### CHALLENGE 1
Locate every line in the records below that contains the string "brown" and copy each of those lines.

Set environment variable 'CHECKPOINT_PATH' to 'SAVE_CHECKPOINT_PATH' specified in step-1. For example, if in step-1 SAVE_CHECKPOINT_PATH=./ckpt-102B-8tp, you should set CHECKPOINT_PATH=./ckpt-102B-8tp in script examples/run_inference_server_102B.sh


2. Start the inference service（Requires 8 x 80GB-GPU）：

#The default port number of the script is 8000, if 8000 is occupied, you need to change the environment variable 'PORT' in examples/run_inference_server_102B.sh to the used port number.

bash examples/run_inference_server_102B.sh

After the program finishes loading the cpkt and the following information appears, you can perform the next step to call the inference service:

  successfully loaded checkpoint from ./ckpt-102B-8tp at iteration 1

 * Serving Flask app 'megatron.text_generation_server'
 * Debug mode: off
   WARNING: This is a development server. Do not use it in a production deployment. Use a production WSGI server instead.

### EXERCISE DATA
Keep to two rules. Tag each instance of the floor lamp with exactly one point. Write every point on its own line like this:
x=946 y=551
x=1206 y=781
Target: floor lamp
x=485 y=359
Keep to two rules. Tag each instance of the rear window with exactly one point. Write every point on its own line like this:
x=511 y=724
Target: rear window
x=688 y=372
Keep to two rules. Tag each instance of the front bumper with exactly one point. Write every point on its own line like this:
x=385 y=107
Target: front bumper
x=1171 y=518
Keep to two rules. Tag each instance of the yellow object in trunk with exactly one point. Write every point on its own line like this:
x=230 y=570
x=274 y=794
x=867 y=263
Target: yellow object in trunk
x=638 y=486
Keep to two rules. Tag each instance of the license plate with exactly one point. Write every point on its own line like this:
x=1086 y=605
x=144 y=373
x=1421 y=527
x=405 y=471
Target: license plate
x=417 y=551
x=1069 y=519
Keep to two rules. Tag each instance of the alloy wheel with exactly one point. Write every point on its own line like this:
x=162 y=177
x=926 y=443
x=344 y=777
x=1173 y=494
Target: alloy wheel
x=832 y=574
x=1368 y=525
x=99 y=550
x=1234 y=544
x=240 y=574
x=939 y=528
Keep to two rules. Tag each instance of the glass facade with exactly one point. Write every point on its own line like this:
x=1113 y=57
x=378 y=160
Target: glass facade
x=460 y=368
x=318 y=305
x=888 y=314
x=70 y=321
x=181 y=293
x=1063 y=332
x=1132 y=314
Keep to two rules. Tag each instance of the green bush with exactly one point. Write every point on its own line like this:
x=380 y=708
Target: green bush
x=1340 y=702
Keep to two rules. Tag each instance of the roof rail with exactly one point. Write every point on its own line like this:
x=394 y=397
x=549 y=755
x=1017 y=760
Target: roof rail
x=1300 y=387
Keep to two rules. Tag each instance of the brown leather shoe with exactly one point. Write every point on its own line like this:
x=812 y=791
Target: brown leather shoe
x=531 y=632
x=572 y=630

### CHALLENGE 2
According to the inference service instructions above, what is the script's default port number?

### CORRECT OUTPUT 1
Keep to two rules. Tag each instance of the brown leather shoe with exactly one point. Write every point on its own line like this:
Target: brown leather shoe

### CORRECT OUTPUT 2
8000